§ Excerpt:
* Begin *

Design decision about using a Collection's view
I hope this is the right forum to ask this question since it deals with a design decision.
I'm writting an implementation for a new type of file format called "NAP" (Network cAPture) which stores captured network packets in a file. Similar to PCAP and SNOOP file formats.
I'm designing the public API to this new file format around the Collection's List and Colleciton interfaces. The format simply consists of Records within the file and I'm providing a List interface view of those records. Any changes to the list are reflected physically in the physical file on the disk.
I've created 2 new interfaces IOList and IOCollection which have exactly the same methods as standard List and Collection interfaces with 2 exceptions. The letters "IO" are appended to their name and each method throws IOException. Both extends the List and Collection interaces so converting from IOList to List is automatic.
Here is the problem. If I supply the List and Collection Inteface views of my IOList and IOColleciton objects which internally generate IOExceptions, how do I relay the exceptions to the user when he uses the List and Collection methods which do not throw any explicit exceptions.
My current solution is to throw a special RuntimeIOException which subclasses RuntimeException. I felt that user had to be notified of any exceptions thrown internally. Of course the user can oversee the fact that he needs to catch the RuntimeIOException from standard List and Colleciton methods and be unpleasantly suprised probably at the most unoportune moment possible. At least that is my worry.
Has anyone previously tried something like this? Any advice?
Here is a link to my blog that goes into this issue and has an example of the API:
http://jnetpcap.sourceforge.net/?q=node/9
[1832 byte] By [
voytechsa] at [2007-10-2 23:00:16]

> I'm designing the public API to this new file format
> around the Collection's List and Colleciton
> interfaces. The format simply consists of Records
> within the file and I'm providing a List interface
> view of those records. Any changes to the list are
> reflected physically in the physical file on the
> disk.
>
> I've created 2 new interfaces IOList and IOCollection
> (...) Both extends the List and
> Collection interaces so converting from IOList to List is automatic.
1) maybe you may reconsider extending the well-known interfaces. Of course, if you give up the inheritance, the exception handling problem disappears.
Quoted from your blog:
The reason for this is that although the IOList and IOCollection interfaces are the prefered way of accessing the contained data since they declaretively throw the needed IOException, but becuse of the immense flexibility and familiarity with List and Collection interfaces, its worth while allowing this extremely common interfaces as views as well
The reason stated on your blog justifies using similardesign and method names in IOList and IOCOllection as in List and Collection, but it is not in itself enough of a reason to extend List and Collection.

* End *

§ Stored data:
* Begin *

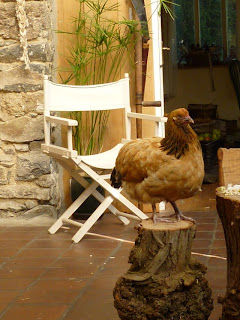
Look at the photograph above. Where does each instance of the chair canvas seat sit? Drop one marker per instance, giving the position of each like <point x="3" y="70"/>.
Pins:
<point x="108" y="96"/>
<point x="103" y="160"/>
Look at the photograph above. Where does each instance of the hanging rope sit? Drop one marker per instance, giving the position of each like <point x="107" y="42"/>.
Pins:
<point x="23" y="24"/>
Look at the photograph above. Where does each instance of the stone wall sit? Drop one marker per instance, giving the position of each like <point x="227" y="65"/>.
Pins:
<point x="28" y="178"/>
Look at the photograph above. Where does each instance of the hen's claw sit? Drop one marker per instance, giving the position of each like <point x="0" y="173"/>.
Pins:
<point x="179" y="214"/>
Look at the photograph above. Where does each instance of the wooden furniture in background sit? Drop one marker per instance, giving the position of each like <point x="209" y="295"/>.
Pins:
<point x="108" y="96"/>
<point x="229" y="166"/>
<point x="228" y="208"/>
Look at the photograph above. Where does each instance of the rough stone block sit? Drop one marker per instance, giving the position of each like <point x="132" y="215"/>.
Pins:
<point x="38" y="17"/>
<point x="14" y="104"/>
<point x="24" y="191"/>
<point x="6" y="160"/>
<point x="21" y="147"/>
<point x="41" y="51"/>
<point x="3" y="176"/>
<point x="24" y="129"/>
<point x="16" y="78"/>
<point x="12" y="205"/>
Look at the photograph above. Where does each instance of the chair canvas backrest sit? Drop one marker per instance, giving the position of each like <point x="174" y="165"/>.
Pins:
<point x="107" y="96"/>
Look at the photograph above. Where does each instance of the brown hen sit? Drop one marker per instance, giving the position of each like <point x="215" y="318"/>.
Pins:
<point x="152" y="170"/>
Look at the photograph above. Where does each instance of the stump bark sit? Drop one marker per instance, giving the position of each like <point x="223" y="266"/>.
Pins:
<point x="164" y="281"/>
<point x="228" y="208"/>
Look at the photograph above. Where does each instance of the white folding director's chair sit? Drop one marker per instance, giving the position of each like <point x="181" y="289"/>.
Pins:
<point x="108" y="96"/>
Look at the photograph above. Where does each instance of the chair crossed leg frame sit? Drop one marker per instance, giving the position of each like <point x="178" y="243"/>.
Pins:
<point x="105" y="202"/>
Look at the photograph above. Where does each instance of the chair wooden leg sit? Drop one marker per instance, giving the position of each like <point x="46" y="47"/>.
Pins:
<point x="73" y="207"/>
<point x="92" y="219"/>
<point x="101" y="198"/>
<point x="115" y="193"/>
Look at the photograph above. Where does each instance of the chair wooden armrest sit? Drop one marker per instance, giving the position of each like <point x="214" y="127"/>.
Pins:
<point x="146" y="117"/>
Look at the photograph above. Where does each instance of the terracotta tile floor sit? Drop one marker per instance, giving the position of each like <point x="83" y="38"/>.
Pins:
<point x="47" y="277"/>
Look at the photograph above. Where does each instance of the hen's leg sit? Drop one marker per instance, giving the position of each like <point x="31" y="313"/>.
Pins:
<point x="179" y="214"/>
<point x="155" y="217"/>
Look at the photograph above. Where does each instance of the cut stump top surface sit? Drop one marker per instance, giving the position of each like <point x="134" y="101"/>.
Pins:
<point x="220" y="194"/>
<point x="167" y="226"/>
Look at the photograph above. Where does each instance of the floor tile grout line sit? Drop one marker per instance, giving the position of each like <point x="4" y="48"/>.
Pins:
<point x="28" y="287"/>
<point x="89" y="282"/>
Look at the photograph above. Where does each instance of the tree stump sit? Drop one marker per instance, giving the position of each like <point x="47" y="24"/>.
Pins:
<point x="164" y="281"/>
<point x="228" y="208"/>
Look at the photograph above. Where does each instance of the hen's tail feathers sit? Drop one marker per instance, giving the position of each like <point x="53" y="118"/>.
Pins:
<point x="116" y="179"/>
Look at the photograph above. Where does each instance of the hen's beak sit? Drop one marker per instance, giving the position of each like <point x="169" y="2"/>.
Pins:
<point x="188" y="119"/>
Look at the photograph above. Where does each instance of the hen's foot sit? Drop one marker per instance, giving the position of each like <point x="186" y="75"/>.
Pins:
<point x="156" y="219"/>
<point x="179" y="214"/>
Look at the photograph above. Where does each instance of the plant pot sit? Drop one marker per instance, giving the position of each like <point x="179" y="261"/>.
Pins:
<point x="89" y="205"/>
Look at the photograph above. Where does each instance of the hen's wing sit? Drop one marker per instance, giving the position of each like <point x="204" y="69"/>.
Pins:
<point x="137" y="157"/>
<point x="151" y="175"/>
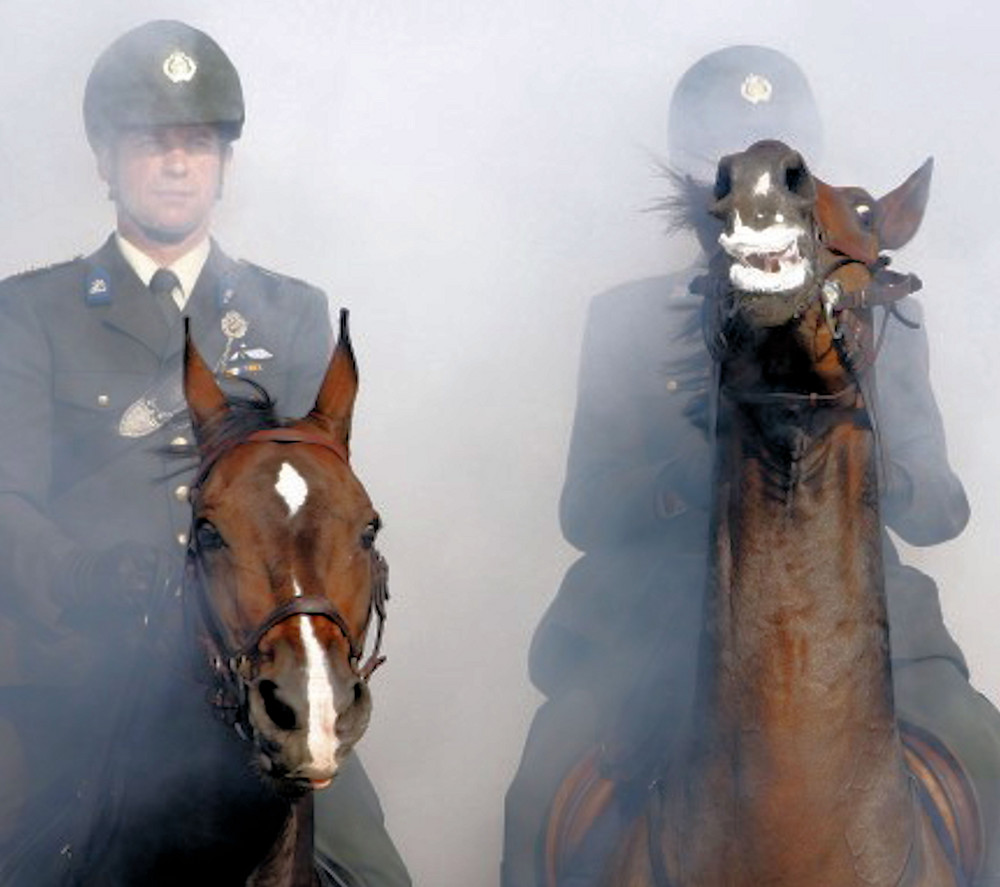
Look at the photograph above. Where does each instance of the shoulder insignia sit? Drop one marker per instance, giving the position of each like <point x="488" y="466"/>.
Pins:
<point x="38" y="271"/>
<point x="273" y="275"/>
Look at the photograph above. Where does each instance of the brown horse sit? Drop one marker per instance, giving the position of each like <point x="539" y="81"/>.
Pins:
<point x="793" y="770"/>
<point x="281" y="584"/>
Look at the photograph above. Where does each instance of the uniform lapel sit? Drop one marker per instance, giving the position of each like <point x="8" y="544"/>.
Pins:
<point x="215" y="287"/>
<point x="133" y="309"/>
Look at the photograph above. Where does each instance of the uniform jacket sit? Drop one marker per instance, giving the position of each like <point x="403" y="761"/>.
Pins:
<point x="81" y="343"/>
<point x="636" y="494"/>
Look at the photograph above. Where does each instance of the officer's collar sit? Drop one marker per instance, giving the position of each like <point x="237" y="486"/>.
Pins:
<point x="187" y="268"/>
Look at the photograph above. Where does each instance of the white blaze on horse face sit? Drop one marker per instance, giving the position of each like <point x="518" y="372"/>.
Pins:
<point x="765" y="260"/>
<point x="321" y="715"/>
<point x="292" y="487"/>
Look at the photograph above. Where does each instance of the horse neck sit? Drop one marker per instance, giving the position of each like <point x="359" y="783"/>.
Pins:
<point x="796" y="721"/>
<point x="289" y="863"/>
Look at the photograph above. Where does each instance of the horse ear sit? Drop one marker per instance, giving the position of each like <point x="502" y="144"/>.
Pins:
<point x="335" y="401"/>
<point x="839" y="223"/>
<point x="202" y="393"/>
<point x="899" y="214"/>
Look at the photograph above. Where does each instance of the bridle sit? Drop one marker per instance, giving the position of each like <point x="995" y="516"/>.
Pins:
<point x="233" y="665"/>
<point x="884" y="288"/>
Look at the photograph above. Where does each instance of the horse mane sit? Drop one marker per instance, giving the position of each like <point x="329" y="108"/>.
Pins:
<point x="250" y="410"/>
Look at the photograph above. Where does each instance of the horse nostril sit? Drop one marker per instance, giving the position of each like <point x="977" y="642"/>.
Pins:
<point x="282" y="714"/>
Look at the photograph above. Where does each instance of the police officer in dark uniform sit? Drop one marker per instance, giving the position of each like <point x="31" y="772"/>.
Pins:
<point x="615" y="653"/>
<point x="93" y="512"/>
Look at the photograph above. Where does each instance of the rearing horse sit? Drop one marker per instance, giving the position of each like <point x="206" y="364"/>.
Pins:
<point x="793" y="770"/>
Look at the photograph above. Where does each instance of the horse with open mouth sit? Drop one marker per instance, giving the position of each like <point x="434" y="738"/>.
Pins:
<point x="792" y="769"/>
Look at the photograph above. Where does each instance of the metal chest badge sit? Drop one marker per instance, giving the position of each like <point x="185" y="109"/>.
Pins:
<point x="238" y="359"/>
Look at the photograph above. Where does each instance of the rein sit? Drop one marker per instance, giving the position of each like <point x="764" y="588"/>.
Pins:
<point x="883" y="289"/>
<point x="233" y="665"/>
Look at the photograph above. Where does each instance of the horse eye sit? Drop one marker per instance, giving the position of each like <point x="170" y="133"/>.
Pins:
<point x="208" y="537"/>
<point x="796" y="177"/>
<point x="723" y="182"/>
<point x="370" y="532"/>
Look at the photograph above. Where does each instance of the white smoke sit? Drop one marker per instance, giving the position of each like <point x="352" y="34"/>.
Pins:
<point x="465" y="176"/>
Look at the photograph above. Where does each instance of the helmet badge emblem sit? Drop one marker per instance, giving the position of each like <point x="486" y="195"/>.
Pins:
<point x="179" y="67"/>
<point x="756" y="89"/>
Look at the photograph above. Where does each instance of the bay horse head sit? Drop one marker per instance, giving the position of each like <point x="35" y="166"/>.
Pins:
<point x="283" y="564"/>
<point x="799" y="268"/>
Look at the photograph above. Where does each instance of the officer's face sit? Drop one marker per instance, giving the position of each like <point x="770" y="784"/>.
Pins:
<point x="165" y="181"/>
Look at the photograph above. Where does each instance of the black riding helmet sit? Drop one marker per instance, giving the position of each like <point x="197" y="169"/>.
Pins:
<point x="734" y="97"/>
<point x="160" y="74"/>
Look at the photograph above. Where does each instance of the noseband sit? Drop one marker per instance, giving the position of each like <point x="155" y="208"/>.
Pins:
<point x="233" y="665"/>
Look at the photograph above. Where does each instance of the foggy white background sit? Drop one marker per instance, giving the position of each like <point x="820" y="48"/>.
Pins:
<point x="465" y="176"/>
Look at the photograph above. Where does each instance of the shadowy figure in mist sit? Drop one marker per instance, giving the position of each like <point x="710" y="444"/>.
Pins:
<point x="615" y="654"/>
<point x="93" y="510"/>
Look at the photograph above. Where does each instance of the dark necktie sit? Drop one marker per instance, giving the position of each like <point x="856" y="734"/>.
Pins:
<point x="162" y="286"/>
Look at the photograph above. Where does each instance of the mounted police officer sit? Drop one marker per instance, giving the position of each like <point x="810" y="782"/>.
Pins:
<point x="615" y="654"/>
<point x="93" y="514"/>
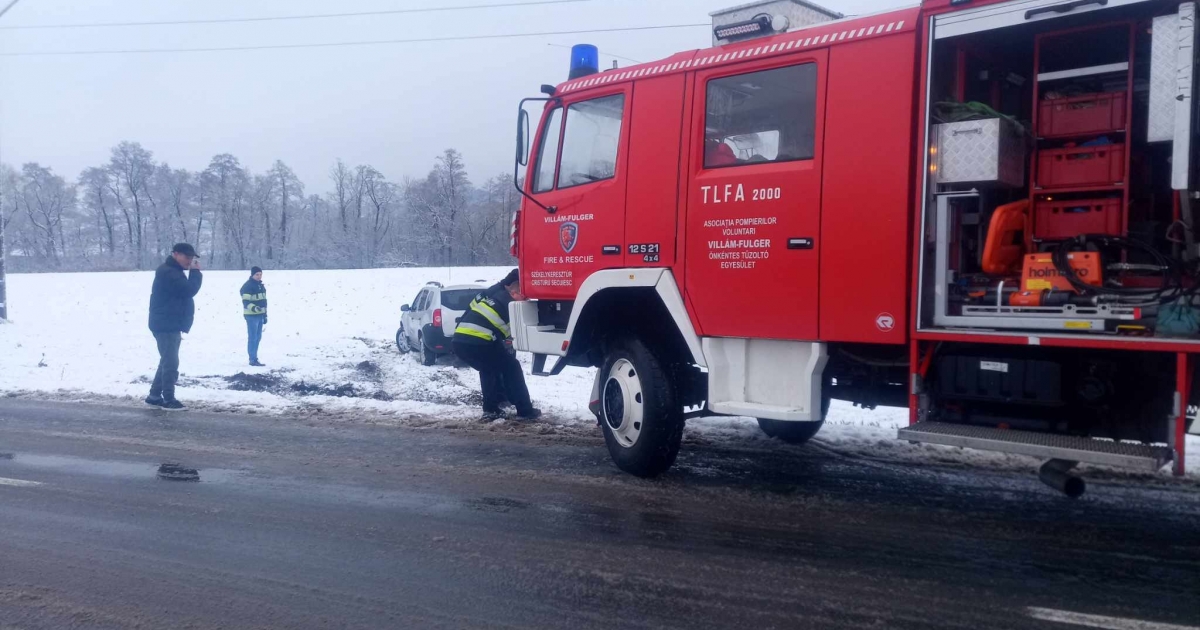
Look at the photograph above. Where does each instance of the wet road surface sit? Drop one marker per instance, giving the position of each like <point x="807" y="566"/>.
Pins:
<point x="304" y="525"/>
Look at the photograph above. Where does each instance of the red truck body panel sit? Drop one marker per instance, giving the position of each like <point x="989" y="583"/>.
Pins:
<point x="865" y="219"/>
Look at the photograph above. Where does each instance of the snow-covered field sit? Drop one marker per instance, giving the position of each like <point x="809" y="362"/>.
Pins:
<point x="329" y="347"/>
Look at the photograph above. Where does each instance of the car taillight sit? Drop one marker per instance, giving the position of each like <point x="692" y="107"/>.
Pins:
<point x="513" y="235"/>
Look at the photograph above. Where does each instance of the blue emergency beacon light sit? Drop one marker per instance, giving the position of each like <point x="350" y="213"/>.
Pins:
<point x="585" y="60"/>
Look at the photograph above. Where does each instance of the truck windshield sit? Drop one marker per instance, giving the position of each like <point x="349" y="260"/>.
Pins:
<point x="459" y="299"/>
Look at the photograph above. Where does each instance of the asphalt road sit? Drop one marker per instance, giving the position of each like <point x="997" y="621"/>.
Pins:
<point x="304" y="525"/>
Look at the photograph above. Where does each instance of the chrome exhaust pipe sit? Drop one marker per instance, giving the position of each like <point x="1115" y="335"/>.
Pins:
<point x="1056" y="474"/>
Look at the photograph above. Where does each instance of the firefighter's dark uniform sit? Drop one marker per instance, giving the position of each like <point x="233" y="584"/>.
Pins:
<point x="479" y="341"/>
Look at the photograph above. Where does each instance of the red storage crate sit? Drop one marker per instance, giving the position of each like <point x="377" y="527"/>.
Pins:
<point x="1081" y="166"/>
<point x="1065" y="220"/>
<point x="1079" y="115"/>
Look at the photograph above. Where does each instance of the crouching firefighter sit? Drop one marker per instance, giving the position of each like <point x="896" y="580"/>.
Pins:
<point x="480" y="342"/>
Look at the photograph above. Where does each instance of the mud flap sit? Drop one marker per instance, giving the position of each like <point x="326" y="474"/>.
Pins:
<point x="594" y="401"/>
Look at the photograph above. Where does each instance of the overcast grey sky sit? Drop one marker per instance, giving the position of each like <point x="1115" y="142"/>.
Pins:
<point x="393" y="106"/>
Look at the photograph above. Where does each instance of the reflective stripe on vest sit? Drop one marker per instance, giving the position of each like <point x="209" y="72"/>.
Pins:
<point x="474" y="331"/>
<point x="491" y="316"/>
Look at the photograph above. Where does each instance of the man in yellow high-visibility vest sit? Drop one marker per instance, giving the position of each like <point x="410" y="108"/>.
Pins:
<point x="479" y="341"/>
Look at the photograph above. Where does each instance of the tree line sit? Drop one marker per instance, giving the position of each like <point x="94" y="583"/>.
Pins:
<point x="127" y="213"/>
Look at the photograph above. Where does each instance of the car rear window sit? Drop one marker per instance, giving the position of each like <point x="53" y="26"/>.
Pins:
<point x="457" y="300"/>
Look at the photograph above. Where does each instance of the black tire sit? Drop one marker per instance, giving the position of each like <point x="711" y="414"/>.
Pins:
<point x="643" y="433"/>
<point x="427" y="355"/>
<point x="790" y="432"/>
<point x="798" y="432"/>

* End *

§ Short exercise 1: In the forum thread on the NAP file format, which class does the proposed RuntimeIOException subclass?
§ Short exercise 2: Collect every line of the listing that contains the string "plant", matching case exactly.
The forum thread and the listing have no connection to each other.

§ Answer 1: It subclasses RuntimeException.

§ Answer 2:
Look at the photograph above. Where does each instance of the plant pot sit? Drop one marker per instance, giving the position of each like <point x="179" y="261"/>.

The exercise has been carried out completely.